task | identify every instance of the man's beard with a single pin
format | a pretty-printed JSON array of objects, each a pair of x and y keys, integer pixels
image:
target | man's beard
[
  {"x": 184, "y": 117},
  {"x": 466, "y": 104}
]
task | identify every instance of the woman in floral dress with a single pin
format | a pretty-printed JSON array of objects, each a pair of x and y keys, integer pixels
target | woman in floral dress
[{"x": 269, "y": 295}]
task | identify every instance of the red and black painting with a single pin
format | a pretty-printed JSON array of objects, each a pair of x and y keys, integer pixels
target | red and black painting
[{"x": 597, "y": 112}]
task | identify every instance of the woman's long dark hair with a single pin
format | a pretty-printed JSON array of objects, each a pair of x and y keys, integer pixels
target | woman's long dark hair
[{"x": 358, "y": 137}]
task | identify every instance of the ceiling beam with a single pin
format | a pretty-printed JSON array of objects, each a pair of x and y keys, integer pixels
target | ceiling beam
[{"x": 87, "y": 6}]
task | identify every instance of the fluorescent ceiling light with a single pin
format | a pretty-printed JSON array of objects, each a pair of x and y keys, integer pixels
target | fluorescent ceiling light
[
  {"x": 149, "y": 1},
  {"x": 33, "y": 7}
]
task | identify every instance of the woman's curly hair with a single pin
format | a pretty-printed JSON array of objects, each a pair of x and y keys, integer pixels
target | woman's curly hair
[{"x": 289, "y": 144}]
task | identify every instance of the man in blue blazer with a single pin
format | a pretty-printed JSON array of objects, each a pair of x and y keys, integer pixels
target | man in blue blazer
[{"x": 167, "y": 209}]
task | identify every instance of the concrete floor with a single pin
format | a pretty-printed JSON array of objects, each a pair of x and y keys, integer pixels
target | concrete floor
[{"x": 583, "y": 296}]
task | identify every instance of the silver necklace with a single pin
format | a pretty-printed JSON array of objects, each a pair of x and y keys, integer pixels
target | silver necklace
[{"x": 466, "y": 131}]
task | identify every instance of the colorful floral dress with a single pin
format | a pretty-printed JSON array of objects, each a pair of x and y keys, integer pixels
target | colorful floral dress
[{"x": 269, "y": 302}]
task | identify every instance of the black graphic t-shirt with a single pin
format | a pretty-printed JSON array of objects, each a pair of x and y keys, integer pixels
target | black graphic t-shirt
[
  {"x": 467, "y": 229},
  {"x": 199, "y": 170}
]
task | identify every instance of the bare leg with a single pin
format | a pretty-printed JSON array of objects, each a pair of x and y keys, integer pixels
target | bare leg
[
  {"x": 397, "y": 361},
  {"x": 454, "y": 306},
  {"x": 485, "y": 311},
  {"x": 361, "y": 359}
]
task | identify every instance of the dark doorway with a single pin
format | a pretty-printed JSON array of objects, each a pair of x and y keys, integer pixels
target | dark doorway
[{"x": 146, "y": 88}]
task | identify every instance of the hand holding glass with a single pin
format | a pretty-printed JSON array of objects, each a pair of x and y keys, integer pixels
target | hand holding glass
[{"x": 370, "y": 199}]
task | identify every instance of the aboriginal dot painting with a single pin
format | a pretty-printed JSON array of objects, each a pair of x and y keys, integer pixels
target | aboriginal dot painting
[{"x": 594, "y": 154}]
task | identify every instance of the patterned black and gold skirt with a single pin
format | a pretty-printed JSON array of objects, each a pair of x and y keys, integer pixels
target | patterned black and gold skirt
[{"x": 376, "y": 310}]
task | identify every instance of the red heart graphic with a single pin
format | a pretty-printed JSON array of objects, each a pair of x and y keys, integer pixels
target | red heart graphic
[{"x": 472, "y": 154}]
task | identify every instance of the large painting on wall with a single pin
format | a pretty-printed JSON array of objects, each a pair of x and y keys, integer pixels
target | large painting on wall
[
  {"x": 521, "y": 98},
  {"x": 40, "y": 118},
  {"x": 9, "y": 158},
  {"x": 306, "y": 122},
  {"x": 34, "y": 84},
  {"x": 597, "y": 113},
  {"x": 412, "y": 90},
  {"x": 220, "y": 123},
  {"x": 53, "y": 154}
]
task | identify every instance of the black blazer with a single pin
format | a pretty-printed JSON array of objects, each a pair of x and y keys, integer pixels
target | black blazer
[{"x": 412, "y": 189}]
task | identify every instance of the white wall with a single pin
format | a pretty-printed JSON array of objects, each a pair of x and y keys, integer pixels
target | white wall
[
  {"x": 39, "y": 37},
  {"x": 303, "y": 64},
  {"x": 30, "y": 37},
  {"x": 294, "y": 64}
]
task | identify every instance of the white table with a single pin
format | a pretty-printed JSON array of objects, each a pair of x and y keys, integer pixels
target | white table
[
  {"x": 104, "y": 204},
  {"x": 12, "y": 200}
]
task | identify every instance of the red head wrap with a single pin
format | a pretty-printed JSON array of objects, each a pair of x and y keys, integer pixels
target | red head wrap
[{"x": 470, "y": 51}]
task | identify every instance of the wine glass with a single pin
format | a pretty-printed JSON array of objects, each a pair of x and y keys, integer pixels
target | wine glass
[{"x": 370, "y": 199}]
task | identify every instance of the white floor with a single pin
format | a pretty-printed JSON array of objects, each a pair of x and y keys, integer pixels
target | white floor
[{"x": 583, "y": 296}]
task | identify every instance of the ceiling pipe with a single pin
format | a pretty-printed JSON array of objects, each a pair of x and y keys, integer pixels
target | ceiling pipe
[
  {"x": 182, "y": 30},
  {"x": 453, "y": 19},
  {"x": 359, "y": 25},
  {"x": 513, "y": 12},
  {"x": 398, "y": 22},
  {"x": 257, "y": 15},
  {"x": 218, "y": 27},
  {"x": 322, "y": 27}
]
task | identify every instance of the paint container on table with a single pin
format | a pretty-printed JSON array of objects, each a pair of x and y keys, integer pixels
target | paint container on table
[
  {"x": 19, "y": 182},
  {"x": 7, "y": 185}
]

----------

# [About this task]
I need each line above reproduced exactly.

# [Written response]
task | identify every instance of the man's beard with a single pin
format | a pretty-printed JSON array of objects, each a pair of x and y keys, integer pixels
image:
target | man's beard
[
  {"x": 184, "y": 117},
  {"x": 466, "y": 104}
]
task | identify every instance of the woman in floral dress with a single pin
format | a pretty-printed JSON array of objects, each a pair of x and y keys, integer pixels
target | woman in floral dress
[{"x": 269, "y": 295}]
task | identify every instance of the red and black painting with a single pin
format | a pretty-printed JSON array of objects, each a pair of x and y keys, integer pixels
target | red and black painting
[{"x": 597, "y": 112}]
task | identify every instance of the woman's long dark hair with a single pin
format | a pretty-printed JSON array of objects, each a pair of x and y keys, integer pixels
target | woman's long dark hair
[{"x": 358, "y": 137}]
task | identify every instance of the ceiling beam with a single pin
format | a pretty-printed JSON array of objects, each a pair of x and y keys, integer pixels
target | ceiling beam
[{"x": 87, "y": 6}]
task | identify every instance of the fluorescent ceiling light with a single pin
format | a pretty-printed JSON array of objects, each a pair of x and y keys, integer pixels
target | fluorescent ceiling light
[
  {"x": 149, "y": 1},
  {"x": 33, "y": 7}
]
task | identify every instance of the woman's curly hair with a single pin
format | a pretty-printed JSON array of objects, each a pair of x and y keys, integer pixels
target | woman's curly hair
[{"x": 289, "y": 144}]
task | identify every instance of the man in blue blazer with a single pin
format | a pretty-printed JSON array of objects, each a pair of x and y keys, integer pixels
target | man in blue blazer
[{"x": 167, "y": 209}]
task | identify every instance of the concrete floor with a single pin
format | a pretty-printed JSON array of objects, each a pair of x and y keys, integer pixels
target | concrete floor
[{"x": 583, "y": 296}]
task | identify every instance of the silver necklace with a single pin
format | a pretty-printed JSON array of objects, each a pair of x and y keys, integer pixels
target | silver necklace
[{"x": 466, "y": 131}]
task | identify every instance of the colorful floral dress with a single pin
format | a pretty-printed JSON array of objects, each a pair of x and y keys, integer pixels
target | colorful floral dress
[{"x": 269, "y": 302}]
task | identify every instance of the black graphic t-shirt with a single pin
format | a pretty-printed JSON array of objects, each a pair of x and y keys, integer pixels
target | black graphic t-shirt
[
  {"x": 467, "y": 229},
  {"x": 199, "y": 170}
]
task | identify every instance of the bare leg with a single pin
format | a pretty-printed JSON array of objects, each a pair of x and y keys, integer pixels
target | bare leg
[
  {"x": 397, "y": 361},
  {"x": 454, "y": 306},
  {"x": 485, "y": 311},
  {"x": 361, "y": 359}
]
task | identify every instance of the dark doorway with a single pin
format | a pretty-printed JSON array of objects, each a pair of x and y keys, integer pixels
target | dark doorway
[{"x": 146, "y": 88}]
task | identify every instance of the hand holding glass with a single pin
format | a pretty-printed JSON array of objects, each a pair of x and y keys, integer pixels
target | hand holding glass
[{"x": 370, "y": 199}]
task | identify every instance of the aboriginal dot painting with a single pin
format | a pretty-printed JSON array of objects, each a pair of x and y keys, integer pixels
target | aboriginal dot painting
[{"x": 594, "y": 154}]
task | identify every instance of the patterned black and gold skirt with a single pin
format | a pretty-printed JSON array of objects, each a pair of x and y keys, integer pixels
target | patterned black and gold skirt
[{"x": 376, "y": 310}]
task | identify every instance of the red heart graphic with a single pin
format | a pretty-printed JSON array of objects, each a pair of x and y keys, integer pixels
target | red heart graphic
[{"x": 472, "y": 154}]
task | identify every instance of the large painting on wall with a single pin
format | a pretty-printed JSON array of objects, each a pair of x and y keys, integer pixels
target | large painting on wall
[
  {"x": 521, "y": 98},
  {"x": 40, "y": 118},
  {"x": 9, "y": 158},
  {"x": 306, "y": 122},
  {"x": 34, "y": 84},
  {"x": 597, "y": 113},
  {"x": 412, "y": 90},
  {"x": 220, "y": 123},
  {"x": 53, "y": 154}
]
task | identify every instance of the black blazer with a single pin
format | a pretty-printed JSON array of objects, each a pair of x and y keys, integer pixels
target | black blazer
[{"x": 412, "y": 189}]
task | identify every instance of the white wall with a single pin
format | a pretty-printed JSON array of objects, each a pair of x and y keys, integer pixels
target | white wall
[
  {"x": 39, "y": 37},
  {"x": 303, "y": 64},
  {"x": 30, "y": 37},
  {"x": 294, "y": 64}
]
task | identify every instance of the white table with a single pin
format | a pretty-printed JSON array of objects, each a pair of x and y keys, integer pixels
target | white table
[
  {"x": 104, "y": 204},
  {"x": 12, "y": 200}
]
task | identify every instance of the red head wrap with a single pin
format | a pretty-printed JSON array of objects, each a pair of x and y keys, integer pixels
target | red head wrap
[{"x": 470, "y": 51}]
task | identify every instance of the wine glass with a single pin
format | a pretty-printed JSON array of objects, each a pair of x and y keys, integer pixels
target | wine glass
[{"x": 370, "y": 199}]
task | identify every instance of the white floor with a single pin
format | a pretty-printed JSON array of objects, each a pair of x and y keys, integer pixels
target | white floor
[{"x": 583, "y": 296}]
task | identify every instance of the ceiling pipe with a single pin
format | a pretty-printed JSON array of objects, each a pair of x and y keys, integer pixels
target | ceiling pipe
[
  {"x": 182, "y": 30},
  {"x": 453, "y": 19},
  {"x": 359, "y": 25},
  {"x": 513, "y": 12},
  {"x": 398, "y": 22},
  {"x": 257, "y": 15},
  {"x": 218, "y": 27},
  {"x": 322, "y": 27}
]
task | identify every instance of the paint container on table with a single pin
format | a pretty-printed JSON array of objects, each a pair of x and y keys, integer pixels
target | paint container on table
[
  {"x": 19, "y": 182},
  {"x": 7, "y": 185}
]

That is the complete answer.